Required action:
Each record must be printed again exactly as given.

Extracted data:

• • • • • • •

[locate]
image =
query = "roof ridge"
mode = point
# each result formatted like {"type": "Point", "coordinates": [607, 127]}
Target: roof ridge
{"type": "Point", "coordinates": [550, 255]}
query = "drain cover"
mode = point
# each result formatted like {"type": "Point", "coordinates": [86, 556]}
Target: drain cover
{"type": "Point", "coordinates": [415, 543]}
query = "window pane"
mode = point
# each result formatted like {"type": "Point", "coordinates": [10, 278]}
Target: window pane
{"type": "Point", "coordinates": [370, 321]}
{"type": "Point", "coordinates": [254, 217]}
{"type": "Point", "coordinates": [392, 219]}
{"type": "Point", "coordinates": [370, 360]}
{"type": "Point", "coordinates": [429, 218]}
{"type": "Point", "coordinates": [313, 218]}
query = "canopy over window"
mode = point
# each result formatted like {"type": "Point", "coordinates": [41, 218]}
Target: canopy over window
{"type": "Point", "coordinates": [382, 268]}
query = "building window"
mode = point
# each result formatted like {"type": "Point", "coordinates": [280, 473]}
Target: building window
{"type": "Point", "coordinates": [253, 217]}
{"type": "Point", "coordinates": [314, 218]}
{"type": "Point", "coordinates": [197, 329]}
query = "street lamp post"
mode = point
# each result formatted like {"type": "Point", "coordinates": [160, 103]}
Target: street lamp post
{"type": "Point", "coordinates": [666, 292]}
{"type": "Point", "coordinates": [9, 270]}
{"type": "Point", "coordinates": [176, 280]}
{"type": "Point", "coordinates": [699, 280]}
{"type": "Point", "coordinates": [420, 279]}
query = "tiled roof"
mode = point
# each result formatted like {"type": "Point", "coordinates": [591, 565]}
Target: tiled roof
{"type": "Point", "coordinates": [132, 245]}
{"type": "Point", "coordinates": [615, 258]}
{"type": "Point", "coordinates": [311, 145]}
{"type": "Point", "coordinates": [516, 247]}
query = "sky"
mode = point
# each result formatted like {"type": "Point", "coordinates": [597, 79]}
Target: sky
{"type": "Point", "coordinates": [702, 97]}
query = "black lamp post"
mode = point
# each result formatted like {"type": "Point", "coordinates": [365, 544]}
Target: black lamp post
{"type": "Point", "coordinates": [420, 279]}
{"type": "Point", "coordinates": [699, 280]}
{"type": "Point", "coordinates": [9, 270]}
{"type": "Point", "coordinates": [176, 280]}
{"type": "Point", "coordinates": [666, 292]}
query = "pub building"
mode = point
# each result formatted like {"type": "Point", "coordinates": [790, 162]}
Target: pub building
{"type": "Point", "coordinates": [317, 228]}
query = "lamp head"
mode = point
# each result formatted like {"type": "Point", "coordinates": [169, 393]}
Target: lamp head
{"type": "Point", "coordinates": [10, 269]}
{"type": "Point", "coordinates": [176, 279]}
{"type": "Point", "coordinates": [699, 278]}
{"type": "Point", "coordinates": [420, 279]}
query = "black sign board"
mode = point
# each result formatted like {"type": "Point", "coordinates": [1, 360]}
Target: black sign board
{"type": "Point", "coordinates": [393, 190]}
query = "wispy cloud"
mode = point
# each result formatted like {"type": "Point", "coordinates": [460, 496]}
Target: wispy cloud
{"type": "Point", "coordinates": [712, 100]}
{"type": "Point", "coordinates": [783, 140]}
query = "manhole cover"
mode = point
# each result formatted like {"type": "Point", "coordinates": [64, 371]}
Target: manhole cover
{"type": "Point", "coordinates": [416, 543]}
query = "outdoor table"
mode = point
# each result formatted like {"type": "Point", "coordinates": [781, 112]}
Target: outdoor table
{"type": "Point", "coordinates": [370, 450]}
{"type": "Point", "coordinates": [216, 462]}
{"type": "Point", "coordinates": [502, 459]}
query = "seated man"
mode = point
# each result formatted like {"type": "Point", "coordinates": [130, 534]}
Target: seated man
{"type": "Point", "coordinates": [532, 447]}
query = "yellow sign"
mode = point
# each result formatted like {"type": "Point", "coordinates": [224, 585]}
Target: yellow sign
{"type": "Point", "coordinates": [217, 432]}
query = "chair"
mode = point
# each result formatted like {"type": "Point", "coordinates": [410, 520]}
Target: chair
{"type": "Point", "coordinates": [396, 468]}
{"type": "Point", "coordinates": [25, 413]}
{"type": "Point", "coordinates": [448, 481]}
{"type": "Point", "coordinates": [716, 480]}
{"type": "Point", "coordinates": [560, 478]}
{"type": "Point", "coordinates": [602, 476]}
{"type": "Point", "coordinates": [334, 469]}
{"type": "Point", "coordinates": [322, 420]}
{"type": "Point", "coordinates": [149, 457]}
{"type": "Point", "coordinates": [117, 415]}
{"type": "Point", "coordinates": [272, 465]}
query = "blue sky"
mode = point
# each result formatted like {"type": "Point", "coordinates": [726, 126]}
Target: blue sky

• • • • • • •

Exercise response:
[locate]
image =
query = "roof ridge"
mode = point
# each result formatted like {"type": "Point", "coordinates": [607, 127]}
Target: roof ridge
{"type": "Point", "coordinates": [550, 255]}
query = "drain cover"
mode = point
# each result formatted like {"type": "Point", "coordinates": [86, 556]}
Target: drain cover
{"type": "Point", "coordinates": [415, 543]}
query = "window pane"
mode = point
# each result formatted like {"type": "Point", "coordinates": [10, 278]}
Target: window pane
{"type": "Point", "coordinates": [370, 321]}
{"type": "Point", "coordinates": [254, 217]}
{"type": "Point", "coordinates": [392, 219]}
{"type": "Point", "coordinates": [370, 360]}
{"type": "Point", "coordinates": [429, 218]}
{"type": "Point", "coordinates": [313, 218]}
query = "canopy over window"
mode = point
# each result formatted like {"type": "Point", "coordinates": [41, 218]}
Target: canopy over window
{"type": "Point", "coordinates": [382, 268]}
query = "building window"
mode = point
# each result formatted like {"type": "Point", "coordinates": [280, 473]}
Target: building window
{"type": "Point", "coordinates": [253, 217]}
{"type": "Point", "coordinates": [314, 218]}
{"type": "Point", "coordinates": [197, 329]}
query = "street lamp post"
mode = point
# each result formatted like {"type": "Point", "coordinates": [160, 103]}
Target: street lamp post
{"type": "Point", "coordinates": [666, 292]}
{"type": "Point", "coordinates": [9, 270]}
{"type": "Point", "coordinates": [176, 280]}
{"type": "Point", "coordinates": [699, 280]}
{"type": "Point", "coordinates": [420, 279]}
query = "tiled roof"
mode = point
# each result formatted like {"type": "Point", "coordinates": [591, 565]}
Target: tiled roof
{"type": "Point", "coordinates": [132, 245]}
{"type": "Point", "coordinates": [615, 258]}
{"type": "Point", "coordinates": [311, 145]}
{"type": "Point", "coordinates": [516, 247]}
query = "sky"
mode = point
# each result formatted like {"type": "Point", "coordinates": [597, 79]}
Target: sky
{"type": "Point", "coordinates": [702, 97]}
query = "black lamp post"
mode = point
# each result formatted like {"type": "Point", "coordinates": [365, 544]}
Target: black lamp post
{"type": "Point", "coordinates": [420, 279]}
{"type": "Point", "coordinates": [699, 280]}
{"type": "Point", "coordinates": [9, 270]}
{"type": "Point", "coordinates": [176, 280]}
{"type": "Point", "coordinates": [666, 292]}
query = "pub building"
mode = point
# each result formatted like {"type": "Point", "coordinates": [790, 162]}
Target: pub building
{"type": "Point", "coordinates": [317, 228]}
query = "lamp head"
mode = point
# each result formatted like {"type": "Point", "coordinates": [169, 393]}
Target: lamp head
{"type": "Point", "coordinates": [10, 269]}
{"type": "Point", "coordinates": [176, 279]}
{"type": "Point", "coordinates": [699, 278]}
{"type": "Point", "coordinates": [420, 279]}
query = "black sign board"
mode = point
# each result formatted like {"type": "Point", "coordinates": [1, 360]}
Target: black sign board
{"type": "Point", "coordinates": [393, 190]}
query = "wispy cloud"
mode = point
# each result formatted like {"type": "Point", "coordinates": [460, 496]}
Target: wispy cloud
{"type": "Point", "coordinates": [712, 100]}
{"type": "Point", "coordinates": [783, 140]}
query = "manhole cover"
mode = point
# each result formatted like {"type": "Point", "coordinates": [64, 371]}
Target: manhole cover
{"type": "Point", "coordinates": [416, 543]}
query = "outdoor table"
mode = point
# each result formatted like {"type": "Point", "coordinates": [781, 112]}
Target: outdoor table
{"type": "Point", "coordinates": [370, 450]}
{"type": "Point", "coordinates": [216, 462]}
{"type": "Point", "coordinates": [502, 459]}
query = "seated man"
mode = point
# each result formatted like {"type": "Point", "coordinates": [130, 534]}
Target: seated man
{"type": "Point", "coordinates": [532, 447]}
query = "yellow sign"
mode = point
# each result formatted like {"type": "Point", "coordinates": [224, 585]}
Target: yellow sign
{"type": "Point", "coordinates": [217, 432]}
query = "chair"
mode = point
# each result formatted like {"type": "Point", "coordinates": [410, 520]}
Target: chair
{"type": "Point", "coordinates": [396, 468]}
{"type": "Point", "coordinates": [25, 413]}
{"type": "Point", "coordinates": [448, 481]}
{"type": "Point", "coordinates": [716, 480]}
{"type": "Point", "coordinates": [560, 478]}
{"type": "Point", "coordinates": [602, 476]}
{"type": "Point", "coordinates": [334, 469]}
{"type": "Point", "coordinates": [322, 420]}
{"type": "Point", "coordinates": [149, 457]}
{"type": "Point", "coordinates": [117, 415]}
{"type": "Point", "coordinates": [272, 465]}
query = "blue sky"
mode = point
# each result formatted like {"type": "Point", "coordinates": [726, 126]}
Target: blue sky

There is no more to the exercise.